→ **Stated exercise**
Pick out each line in the records below that contains the word "window", with case counting, and copy those lines.

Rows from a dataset
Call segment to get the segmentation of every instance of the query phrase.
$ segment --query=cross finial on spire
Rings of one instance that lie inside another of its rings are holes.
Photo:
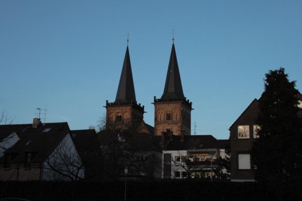
[[[129,32],[128,32],[128,34],[127,35],[127,46],[128,46],[128,44],[129,43],[129,36],[130,36],[130,35],[129,34]]]

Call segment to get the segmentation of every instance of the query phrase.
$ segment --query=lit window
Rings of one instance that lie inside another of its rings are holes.
[[[9,168],[11,167],[11,156],[10,153],[6,153],[4,158],[4,168]]]
[[[175,177],[176,178],[179,178],[180,177],[180,172],[176,171],[175,172]]]
[[[181,161],[182,161],[183,162],[185,162],[186,161],[187,161],[187,156],[183,156],[181,157]]]
[[[258,131],[260,129],[260,127],[258,125],[253,126],[253,133],[254,138],[258,138],[259,136],[258,135]]]
[[[187,172],[182,172],[182,175],[183,175],[183,178],[186,178],[187,177]]]
[[[176,162],[180,162],[180,157],[179,156],[175,156],[175,161]]]
[[[44,130],[43,130],[43,131],[42,132],[48,132],[50,130],[51,130],[51,128],[45,128]]]
[[[248,153],[238,154],[238,169],[250,169],[250,155]]]
[[[238,126],[238,138],[249,138],[248,125]]]

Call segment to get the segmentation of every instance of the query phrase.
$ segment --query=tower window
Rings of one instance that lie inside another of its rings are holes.
[[[119,122],[122,121],[122,115],[116,116],[116,122]]]
[[[170,113],[167,113],[166,114],[166,119],[167,120],[170,120],[172,119],[172,115]]]

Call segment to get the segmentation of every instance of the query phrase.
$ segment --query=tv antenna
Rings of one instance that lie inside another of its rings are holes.
[[[196,130],[201,130],[201,129],[196,129],[196,127],[197,127],[197,126],[196,126],[196,123],[194,122],[194,135],[196,135]]]
[[[45,121],[46,120],[46,111],[48,110],[47,110],[46,108],[47,108],[47,105],[45,104],[45,109],[41,109],[39,108],[38,108],[37,109],[36,109],[36,110],[39,110],[38,113],[36,112],[36,115],[37,116],[37,117],[39,118],[39,119],[44,119],[44,123],[45,123]],[[42,111],[42,112],[44,112],[44,113],[41,113],[41,110]],[[44,114],[44,118],[40,118],[41,114]]]

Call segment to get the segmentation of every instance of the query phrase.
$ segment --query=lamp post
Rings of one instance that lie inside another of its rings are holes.
[[[211,182],[213,182],[213,175],[212,174],[212,161],[213,160],[213,153],[210,153],[210,161],[211,161]]]
[[[127,175],[128,174],[128,167],[125,167],[125,175],[126,175],[126,179],[125,180],[125,201],[126,201],[126,190],[127,189]]]

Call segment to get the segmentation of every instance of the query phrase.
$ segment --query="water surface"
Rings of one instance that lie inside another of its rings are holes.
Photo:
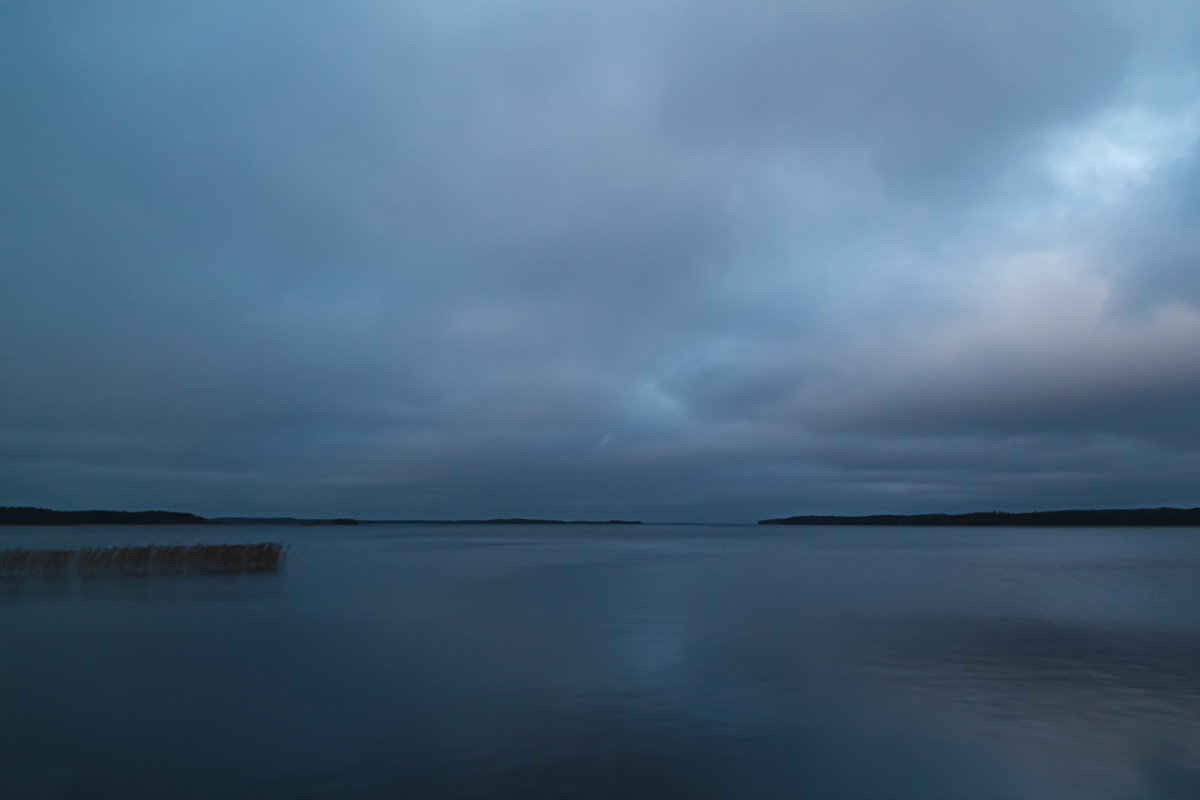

→ **Solution for this exercise**
$ segment --query=lit window
$ segment --query=tower window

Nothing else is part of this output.